▶ Your task: Please give these records again line for line, changing nothing.

▶ Task data:
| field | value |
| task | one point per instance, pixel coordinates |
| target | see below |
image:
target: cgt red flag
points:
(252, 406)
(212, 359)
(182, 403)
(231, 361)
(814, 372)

▶ The result:
| field | value |
| task | one point per instance, pixel coordinates |
| target | see below |
image:
target: cgt red flag
points:
(252, 406)
(212, 359)
(182, 403)
(231, 361)
(814, 372)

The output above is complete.